Pointing listing
• • • •
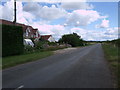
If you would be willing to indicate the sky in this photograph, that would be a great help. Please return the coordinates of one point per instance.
(96, 21)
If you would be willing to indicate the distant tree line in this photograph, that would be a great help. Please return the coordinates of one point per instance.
(115, 42)
(73, 39)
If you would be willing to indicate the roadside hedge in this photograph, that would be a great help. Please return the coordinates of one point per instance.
(12, 40)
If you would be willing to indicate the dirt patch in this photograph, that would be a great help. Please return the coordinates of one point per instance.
(64, 50)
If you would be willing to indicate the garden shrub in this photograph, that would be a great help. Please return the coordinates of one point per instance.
(12, 40)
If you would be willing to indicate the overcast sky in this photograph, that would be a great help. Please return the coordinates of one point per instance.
(92, 21)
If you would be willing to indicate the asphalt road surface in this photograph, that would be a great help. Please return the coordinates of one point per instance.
(81, 68)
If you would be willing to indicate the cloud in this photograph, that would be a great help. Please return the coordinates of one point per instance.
(76, 5)
(32, 7)
(107, 34)
(104, 24)
(82, 17)
(45, 12)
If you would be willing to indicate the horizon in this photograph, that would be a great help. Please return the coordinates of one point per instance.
(93, 21)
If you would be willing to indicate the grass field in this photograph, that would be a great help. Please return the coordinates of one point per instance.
(19, 59)
(111, 54)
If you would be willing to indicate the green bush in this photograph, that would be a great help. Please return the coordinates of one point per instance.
(28, 49)
(12, 40)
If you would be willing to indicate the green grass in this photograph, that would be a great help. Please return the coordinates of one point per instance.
(20, 59)
(111, 54)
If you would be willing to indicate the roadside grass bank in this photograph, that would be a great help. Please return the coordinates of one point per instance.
(30, 56)
(111, 54)
(20, 59)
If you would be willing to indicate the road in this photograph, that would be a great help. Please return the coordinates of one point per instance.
(81, 68)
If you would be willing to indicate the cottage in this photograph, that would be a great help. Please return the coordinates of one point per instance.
(28, 42)
(28, 31)
(48, 38)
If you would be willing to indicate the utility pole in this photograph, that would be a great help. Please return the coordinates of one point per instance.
(14, 12)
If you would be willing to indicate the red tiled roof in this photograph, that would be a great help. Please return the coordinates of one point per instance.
(45, 37)
(32, 31)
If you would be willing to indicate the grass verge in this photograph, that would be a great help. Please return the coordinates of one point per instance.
(111, 54)
(20, 59)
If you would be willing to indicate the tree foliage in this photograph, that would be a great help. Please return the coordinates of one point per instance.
(72, 39)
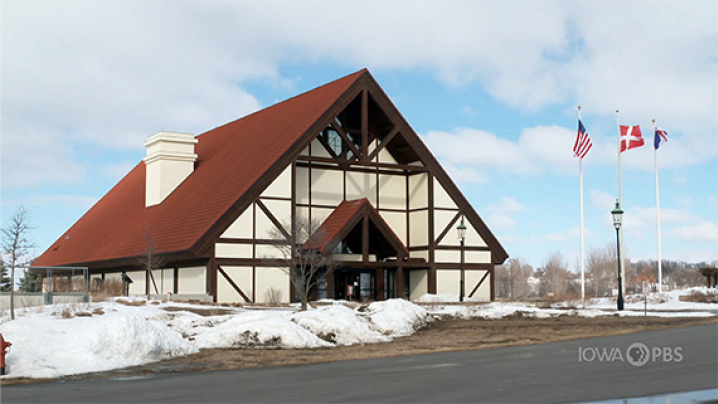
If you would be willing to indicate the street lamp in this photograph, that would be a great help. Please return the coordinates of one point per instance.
(461, 231)
(617, 214)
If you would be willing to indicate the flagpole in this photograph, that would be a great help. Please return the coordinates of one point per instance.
(658, 211)
(620, 201)
(580, 186)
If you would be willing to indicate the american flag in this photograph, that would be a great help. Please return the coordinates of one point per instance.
(583, 142)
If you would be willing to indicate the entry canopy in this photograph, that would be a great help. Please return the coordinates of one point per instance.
(345, 225)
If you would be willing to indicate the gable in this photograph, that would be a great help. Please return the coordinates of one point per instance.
(238, 162)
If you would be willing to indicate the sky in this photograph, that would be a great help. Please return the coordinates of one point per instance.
(492, 88)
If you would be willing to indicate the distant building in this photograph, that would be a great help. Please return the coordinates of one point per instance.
(341, 154)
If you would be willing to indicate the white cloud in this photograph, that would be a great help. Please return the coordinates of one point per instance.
(703, 231)
(501, 221)
(111, 73)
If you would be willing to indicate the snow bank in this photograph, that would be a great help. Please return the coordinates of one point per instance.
(397, 317)
(48, 346)
(256, 329)
(339, 325)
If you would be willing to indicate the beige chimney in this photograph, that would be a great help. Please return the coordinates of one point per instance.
(170, 159)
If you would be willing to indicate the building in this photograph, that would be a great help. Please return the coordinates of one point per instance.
(340, 154)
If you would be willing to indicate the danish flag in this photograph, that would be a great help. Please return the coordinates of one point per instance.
(630, 137)
(660, 137)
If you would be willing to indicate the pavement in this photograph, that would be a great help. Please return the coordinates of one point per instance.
(624, 366)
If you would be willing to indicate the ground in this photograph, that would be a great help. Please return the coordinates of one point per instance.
(445, 334)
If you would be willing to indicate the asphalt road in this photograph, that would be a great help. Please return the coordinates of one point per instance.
(571, 371)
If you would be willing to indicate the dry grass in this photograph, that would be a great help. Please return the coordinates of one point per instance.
(104, 290)
(701, 297)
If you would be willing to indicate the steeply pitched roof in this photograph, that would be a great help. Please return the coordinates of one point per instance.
(344, 218)
(236, 163)
(232, 158)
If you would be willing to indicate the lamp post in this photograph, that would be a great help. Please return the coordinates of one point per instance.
(461, 231)
(617, 214)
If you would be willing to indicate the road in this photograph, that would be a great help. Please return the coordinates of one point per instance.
(567, 371)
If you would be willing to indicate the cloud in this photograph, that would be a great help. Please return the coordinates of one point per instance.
(501, 221)
(108, 74)
(703, 231)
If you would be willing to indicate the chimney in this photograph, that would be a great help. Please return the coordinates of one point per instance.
(170, 159)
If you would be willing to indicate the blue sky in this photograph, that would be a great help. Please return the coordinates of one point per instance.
(491, 87)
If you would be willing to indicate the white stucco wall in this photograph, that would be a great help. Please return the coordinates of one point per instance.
(272, 278)
(361, 185)
(392, 192)
(242, 277)
(192, 280)
(226, 250)
(327, 187)
(418, 191)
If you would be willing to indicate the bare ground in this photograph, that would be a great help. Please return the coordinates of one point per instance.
(448, 334)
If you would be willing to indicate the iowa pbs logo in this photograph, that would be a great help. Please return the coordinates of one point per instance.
(637, 354)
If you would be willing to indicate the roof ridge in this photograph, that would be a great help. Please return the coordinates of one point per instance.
(324, 86)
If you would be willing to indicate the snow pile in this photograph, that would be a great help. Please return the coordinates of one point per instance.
(256, 329)
(70, 339)
(443, 298)
(46, 346)
(397, 317)
(339, 325)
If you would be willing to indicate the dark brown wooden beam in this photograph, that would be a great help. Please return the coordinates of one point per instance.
(364, 125)
(346, 139)
(479, 284)
(371, 164)
(273, 219)
(383, 144)
(448, 228)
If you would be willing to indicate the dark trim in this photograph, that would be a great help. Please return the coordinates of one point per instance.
(447, 228)
(467, 265)
(234, 285)
(368, 164)
(382, 144)
(274, 198)
(364, 125)
(272, 218)
(479, 284)
(346, 139)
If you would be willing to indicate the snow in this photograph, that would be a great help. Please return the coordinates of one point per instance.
(55, 341)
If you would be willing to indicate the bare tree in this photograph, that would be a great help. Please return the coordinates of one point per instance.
(16, 247)
(299, 255)
(602, 269)
(150, 262)
(512, 279)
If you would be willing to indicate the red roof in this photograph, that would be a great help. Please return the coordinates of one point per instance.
(344, 218)
(232, 158)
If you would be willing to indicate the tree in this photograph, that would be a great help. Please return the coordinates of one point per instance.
(602, 269)
(150, 262)
(512, 279)
(298, 255)
(16, 247)
(4, 278)
(556, 279)
(30, 282)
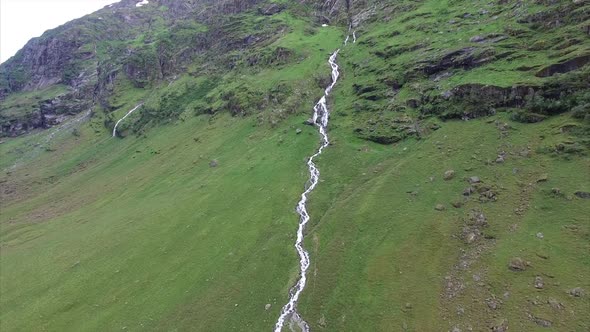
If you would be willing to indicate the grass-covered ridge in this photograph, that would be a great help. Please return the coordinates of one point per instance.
(186, 220)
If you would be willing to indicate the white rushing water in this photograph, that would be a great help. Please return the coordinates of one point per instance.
(320, 118)
(123, 118)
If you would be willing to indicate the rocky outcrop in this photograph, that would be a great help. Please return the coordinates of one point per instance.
(564, 67)
(49, 113)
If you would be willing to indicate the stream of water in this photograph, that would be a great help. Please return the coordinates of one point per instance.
(320, 118)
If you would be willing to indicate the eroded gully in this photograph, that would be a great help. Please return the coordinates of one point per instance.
(320, 119)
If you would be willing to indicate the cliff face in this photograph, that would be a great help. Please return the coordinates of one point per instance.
(86, 56)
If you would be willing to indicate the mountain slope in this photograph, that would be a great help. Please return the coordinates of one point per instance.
(454, 194)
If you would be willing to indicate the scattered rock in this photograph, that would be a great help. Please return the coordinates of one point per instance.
(474, 179)
(555, 304)
(477, 39)
(468, 191)
(470, 238)
(457, 204)
(539, 282)
(449, 174)
(493, 303)
(542, 322)
(477, 218)
(517, 264)
(502, 326)
(564, 67)
(543, 178)
(577, 292)
(271, 9)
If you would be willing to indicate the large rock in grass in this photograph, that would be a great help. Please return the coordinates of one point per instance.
(517, 264)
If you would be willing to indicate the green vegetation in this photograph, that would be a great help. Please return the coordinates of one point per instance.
(186, 221)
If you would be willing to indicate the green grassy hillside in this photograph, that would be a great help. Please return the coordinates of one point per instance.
(453, 196)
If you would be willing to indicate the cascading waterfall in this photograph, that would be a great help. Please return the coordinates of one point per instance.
(123, 118)
(320, 119)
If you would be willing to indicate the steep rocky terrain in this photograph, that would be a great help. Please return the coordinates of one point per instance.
(453, 197)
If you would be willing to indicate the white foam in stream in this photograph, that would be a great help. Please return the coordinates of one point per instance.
(320, 118)
(123, 118)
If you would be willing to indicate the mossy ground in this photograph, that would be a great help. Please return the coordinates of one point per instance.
(141, 233)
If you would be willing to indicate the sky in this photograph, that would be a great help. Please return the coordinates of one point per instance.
(21, 20)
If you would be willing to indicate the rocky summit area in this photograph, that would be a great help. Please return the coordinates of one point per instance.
(156, 165)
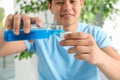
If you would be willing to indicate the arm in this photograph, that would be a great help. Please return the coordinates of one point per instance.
(110, 63)
(7, 48)
(106, 59)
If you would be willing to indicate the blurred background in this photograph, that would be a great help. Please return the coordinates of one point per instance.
(23, 66)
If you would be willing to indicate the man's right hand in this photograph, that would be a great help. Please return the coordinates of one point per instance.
(14, 21)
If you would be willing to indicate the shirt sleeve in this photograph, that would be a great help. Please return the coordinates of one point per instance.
(29, 46)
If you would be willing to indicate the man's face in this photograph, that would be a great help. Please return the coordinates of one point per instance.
(66, 12)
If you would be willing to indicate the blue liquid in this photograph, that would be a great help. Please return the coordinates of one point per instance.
(34, 34)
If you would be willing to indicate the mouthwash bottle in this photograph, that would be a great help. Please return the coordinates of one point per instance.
(35, 33)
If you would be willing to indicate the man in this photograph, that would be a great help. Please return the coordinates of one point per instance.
(74, 58)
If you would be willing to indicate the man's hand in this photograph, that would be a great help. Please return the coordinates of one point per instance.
(83, 45)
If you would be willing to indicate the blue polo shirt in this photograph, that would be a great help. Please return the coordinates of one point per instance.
(54, 63)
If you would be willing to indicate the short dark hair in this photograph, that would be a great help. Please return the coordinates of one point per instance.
(50, 1)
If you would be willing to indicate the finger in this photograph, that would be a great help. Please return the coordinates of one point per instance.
(77, 42)
(9, 21)
(16, 27)
(36, 20)
(79, 49)
(81, 56)
(26, 23)
(76, 35)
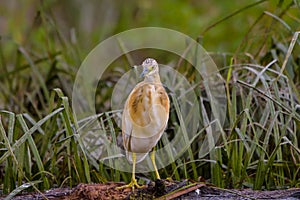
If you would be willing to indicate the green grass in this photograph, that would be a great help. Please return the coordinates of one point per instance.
(41, 141)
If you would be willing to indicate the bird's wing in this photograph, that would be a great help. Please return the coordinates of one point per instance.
(145, 117)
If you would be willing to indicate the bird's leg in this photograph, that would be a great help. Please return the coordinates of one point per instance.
(133, 180)
(152, 156)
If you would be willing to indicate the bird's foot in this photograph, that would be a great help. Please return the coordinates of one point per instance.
(132, 184)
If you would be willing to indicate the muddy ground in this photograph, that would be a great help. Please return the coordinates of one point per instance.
(160, 189)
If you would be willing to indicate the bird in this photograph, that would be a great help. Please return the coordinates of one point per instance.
(145, 118)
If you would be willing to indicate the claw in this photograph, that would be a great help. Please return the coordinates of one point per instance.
(132, 184)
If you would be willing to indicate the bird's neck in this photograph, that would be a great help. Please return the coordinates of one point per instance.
(154, 78)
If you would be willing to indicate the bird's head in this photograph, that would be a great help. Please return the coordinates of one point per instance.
(150, 67)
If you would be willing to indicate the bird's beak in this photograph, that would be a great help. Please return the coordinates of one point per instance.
(145, 71)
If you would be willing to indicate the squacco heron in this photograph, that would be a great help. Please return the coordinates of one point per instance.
(145, 117)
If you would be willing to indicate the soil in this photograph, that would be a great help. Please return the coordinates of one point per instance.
(160, 189)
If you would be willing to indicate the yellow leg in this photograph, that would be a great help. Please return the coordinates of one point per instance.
(133, 180)
(152, 156)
• • • •
Please copy, unchanged, the part of the listing that opens with the line containing "If you would be willing to indicate the bird's leg" and runs through the last line of the listing.

Written answer:
If you would be willing to indicate the bird's leg in this photograph, that would be a great help. Please return the coordinates of one point per instance.
(133, 180)
(152, 156)
If you would be willing to indicate the bird's foot in this photograph, that would be a great help. Please return the coordinates of one point per instance.
(132, 184)
If you would be willing to indicate the muddy ground in this photograph, that would be a great help. Please return the coordinates of one point per instance.
(160, 189)
If you would be willing to indicate the bird in this photograph, that would be a great help. Please return the coordinates of one point per instance.
(145, 118)
If you would be willing to indicate the claw in this photograph, that would be a great help. Please return the coordinates of one point per instance.
(132, 184)
If you would be willing to indicate the bird's neck in this photograph, that would be a great help. Please return the coordinates of one point per instance.
(154, 78)
If you would be willing to indicate the bird's head in this photograph, that would be a great help. Please return the coordinates of one point per instance.
(150, 67)
If you would be willing to indicate the bird's beak in this photograph, that would be a great help. Please return the coordinates of one point per instance.
(145, 71)
If you would be willing to indicate the squacco heron in this photograph, that would be a great help. Please return the coordinates of one point per instance.
(145, 117)
If you would be willing to indicate the soil in this photograph, that would be a great help. Please return the coordinates of one point per instance.
(160, 189)
If you would be willing to indicate the yellow leg in this photograph, that would be a great help. Please return the coordinates of one point per instance.
(133, 180)
(152, 156)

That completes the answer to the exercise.